* **Task goal**
Retype each entry below, keeping every character the same.

* **Material shown**
[start]

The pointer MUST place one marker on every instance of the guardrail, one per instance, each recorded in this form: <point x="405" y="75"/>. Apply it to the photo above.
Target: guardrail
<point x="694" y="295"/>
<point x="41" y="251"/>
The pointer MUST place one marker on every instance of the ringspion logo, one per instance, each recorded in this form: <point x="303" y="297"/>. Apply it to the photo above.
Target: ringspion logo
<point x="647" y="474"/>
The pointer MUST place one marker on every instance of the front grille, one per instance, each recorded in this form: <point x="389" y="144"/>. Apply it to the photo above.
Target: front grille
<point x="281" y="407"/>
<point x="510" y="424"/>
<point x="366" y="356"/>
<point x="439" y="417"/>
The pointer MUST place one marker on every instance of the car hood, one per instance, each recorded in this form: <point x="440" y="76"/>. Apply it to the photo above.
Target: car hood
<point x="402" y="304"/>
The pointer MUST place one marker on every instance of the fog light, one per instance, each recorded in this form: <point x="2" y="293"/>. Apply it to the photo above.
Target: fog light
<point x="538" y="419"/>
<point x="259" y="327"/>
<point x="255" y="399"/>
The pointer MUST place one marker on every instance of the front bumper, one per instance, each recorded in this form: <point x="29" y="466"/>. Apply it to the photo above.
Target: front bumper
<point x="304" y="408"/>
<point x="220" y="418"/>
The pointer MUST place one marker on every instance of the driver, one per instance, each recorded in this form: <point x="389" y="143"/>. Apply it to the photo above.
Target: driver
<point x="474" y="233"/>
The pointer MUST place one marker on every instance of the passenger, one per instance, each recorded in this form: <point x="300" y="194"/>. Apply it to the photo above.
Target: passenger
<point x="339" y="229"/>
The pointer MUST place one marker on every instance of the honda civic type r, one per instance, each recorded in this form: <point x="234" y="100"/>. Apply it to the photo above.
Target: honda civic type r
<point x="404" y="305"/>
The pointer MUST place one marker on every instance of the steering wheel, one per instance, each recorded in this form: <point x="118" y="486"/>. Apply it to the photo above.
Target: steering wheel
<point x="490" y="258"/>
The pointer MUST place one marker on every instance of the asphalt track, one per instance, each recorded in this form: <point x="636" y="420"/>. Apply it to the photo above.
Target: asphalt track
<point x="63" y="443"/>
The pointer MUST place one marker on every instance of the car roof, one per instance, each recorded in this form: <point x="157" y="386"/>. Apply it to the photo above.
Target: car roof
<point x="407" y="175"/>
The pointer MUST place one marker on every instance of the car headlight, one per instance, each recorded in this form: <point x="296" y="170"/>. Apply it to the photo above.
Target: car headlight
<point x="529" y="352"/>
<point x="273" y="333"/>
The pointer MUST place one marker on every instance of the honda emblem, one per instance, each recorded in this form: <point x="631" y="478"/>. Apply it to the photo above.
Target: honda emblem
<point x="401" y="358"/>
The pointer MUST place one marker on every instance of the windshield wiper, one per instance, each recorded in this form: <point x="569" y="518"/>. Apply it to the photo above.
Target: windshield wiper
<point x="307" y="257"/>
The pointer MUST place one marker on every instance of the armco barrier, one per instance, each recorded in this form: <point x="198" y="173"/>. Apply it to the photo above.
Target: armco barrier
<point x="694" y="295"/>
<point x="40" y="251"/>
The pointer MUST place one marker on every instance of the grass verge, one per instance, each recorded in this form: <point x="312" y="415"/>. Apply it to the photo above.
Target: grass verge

[end]

* **The completed task**
The pointer MUST place one marker on every instance of the guardrail, one per instance, each recorded in this form: <point x="405" y="75"/>. Apply it to the photo above.
Target: guardrail
<point x="694" y="295"/>
<point x="41" y="251"/>
The pointer MUST place one marker on every instance of the ringspion logo, one per instance, each recorded in this form: <point x="303" y="297"/>. Apply it to the photo above.
Target: ringspion logo
<point x="647" y="474"/>
The pointer MUST place one marker on every instance of the front grille, one per instance, each recorded in this form: <point x="389" y="144"/>. Apply it to the photo above.
Target: front grille
<point x="281" y="407"/>
<point x="510" y="424"/>
<point x="366" y="356"/>
<point x="439" y="417"/>
The pointer MUST place one marker on every instance of the car hood, one per instance, each recorded in this form: <point x="440" y="76"/>. Apply it to the photo above.
Target: car hood
<point x="402" y="304"/>
The pointer MUST place one marker on every instance of the fog light, one per instance, each recorded in this form: <point x="2" y="293"/>. Apply it to the photo above.
Target: fog light
<point x="538" y="419"/>
<point x="259" y="327"/>
<point x="255" y="399"/>
The pointer MUST place one marker on every instance of the front bumper, one per instance, each recorded in this form: <point x="29" y="466"/>. Apply it to the photo above.
Target: front bumper
<point x="304" y="408"/>
<point x="220" y="418"/>
The pointer MUST place one marker on every instance of the driver, one per instance, each recorded in this form: <point x="389" y="143"/>. Apply it to the photo above.
Target: driver
<point x="474" y="233"/>
The pointer MUST place one marker on every instance of the passenger, one per instance, each recorded in this form: <point x="300" y="194"/>. Apply it to the photo above.
Target: passenger
<point x="339" y="229"/>
The pointer MUST place one marker on every instance of the honda civic type r, one per instance, each recorded in this form: <point x="234" y="100"/>. Apply it to the photo above.
Target: honda civic type r
<point x="404" y="305"/>
The pointer MUST place one marker on every instance of the steering wheel, one per instance, each recorded in this form: <point x="118" y="486"/>. Apply it to the photo above.
Target: steering wheel
<point x="490" y="258"/>
The pointer MUST place one marker on every instance of the asphalt track, one per instance, each recorded in this form: <point x="636" y="420"/>. Apply it to the photo above.
Target: asphalt track
<point x="63" y="443"/>
The pointer MUST place one marker on every instance of the car roof, one per instance, each recorded in this form: <point x="157" y="386"/>. Apply it to the photo above.
Target: car roof
<point x="407" y="175"/>
The pointer MUST place one marker on every instance of the car headlight, one per instance, each recorded in this form: <point x="296" y="170"/>. Apply it to the photo above.
Target: car headlight
<point x="529" y="352"/>
<point x="273" y="333"/>
The pointer MUST place one marker on every instance of the honda emblem, one per instance, each recorded in this form: <point x="631" y="478"/>. Apply it to the photo above.
Target: honda emblem
<point x="401" y="358"/>
The pointer MUST place one marker on every instance of the windshield wiper, one per instance, each recorded in this form: <point x="569" y="518"/>. Apply it to the photo above.
Target: windshield wiper
<point x="307" y="257"/>
The pointer MUST place one marker on every instance of the armco barrier, one per instance, each recorded in this form: <point x="198" y="173"/>. Apply it to the photo above.
Target: armco barrier
<point x="694" y="295"/>
<point x="40" y="251"/>
The pointer MUST place one marker on every instance of the grass verge, one per instance, each recorded in this form: <point x="312" y="415"/>. Apply it to the photo above.
Target: grass verge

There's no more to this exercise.